---- SUPPLIED MATERIAL
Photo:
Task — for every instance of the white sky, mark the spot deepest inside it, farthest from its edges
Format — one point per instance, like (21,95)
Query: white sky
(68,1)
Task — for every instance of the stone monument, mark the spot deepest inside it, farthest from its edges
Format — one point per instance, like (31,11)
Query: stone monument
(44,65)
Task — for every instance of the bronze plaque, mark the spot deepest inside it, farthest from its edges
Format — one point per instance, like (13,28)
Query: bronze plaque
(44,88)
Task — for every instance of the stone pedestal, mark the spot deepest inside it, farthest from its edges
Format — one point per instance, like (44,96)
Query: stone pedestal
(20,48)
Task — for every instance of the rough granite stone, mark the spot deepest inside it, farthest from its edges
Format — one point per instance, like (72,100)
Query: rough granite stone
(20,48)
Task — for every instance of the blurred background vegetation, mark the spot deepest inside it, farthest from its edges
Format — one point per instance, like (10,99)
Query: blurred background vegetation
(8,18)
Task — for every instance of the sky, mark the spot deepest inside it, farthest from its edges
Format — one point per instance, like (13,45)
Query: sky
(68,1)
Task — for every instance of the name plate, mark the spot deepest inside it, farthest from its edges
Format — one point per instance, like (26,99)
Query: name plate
--------
[TASK DIRECTIONS]:
Your task is to retype all the records above with nothing left out.

[RESULT OF THIS TASK]:
Photo:
Task — for every instance of the white sky, mark the spot deepest inside it, farthest from its edges
Format — one point per instance, like (21,95)
Query: white sky
(68,1)
Task — for every instance of the stone monument, mark the spot deepest inside it, farthest from its edges
Format — one point per instance, like (31,11)
Query: stone monument
(44,65)
Task — for every instance of the bronze plaque, mark the spot deepest inside it, farthest from its edges
Format — one point per instance, like (13,28)
Query: bronze plaque
(44,88)
Task — for every instance of the stone pedestal, mark the spot deepest inside it, farthest from its edges
Format — one point per instance, like (44,96)
Query: stone pedestal
(20,48)
Task — for every instance of the rough granite stone, mark the spot deepest inside it, farthest from its edges
Format — one point per instance, like (72,100)
Query: rough granite stone
(20,48)
Task — for every instance of the blurred background vegetation, mark the spot deepest inside it, farthest from its edges
Format — one point per instance, like (10,99)
Query: blurred background vegetation
(8,18)
Task — for every instance of the sky, mark the spot deepest inside it, farthest from its edges
Format — one point per instance, like (13,45)
Query: sky
(68,1)
Task — for every instance of the name plate, mark the spot deepest inside it, farthest from its edges
Format — one point per instance, like (26,99)
Query: name plate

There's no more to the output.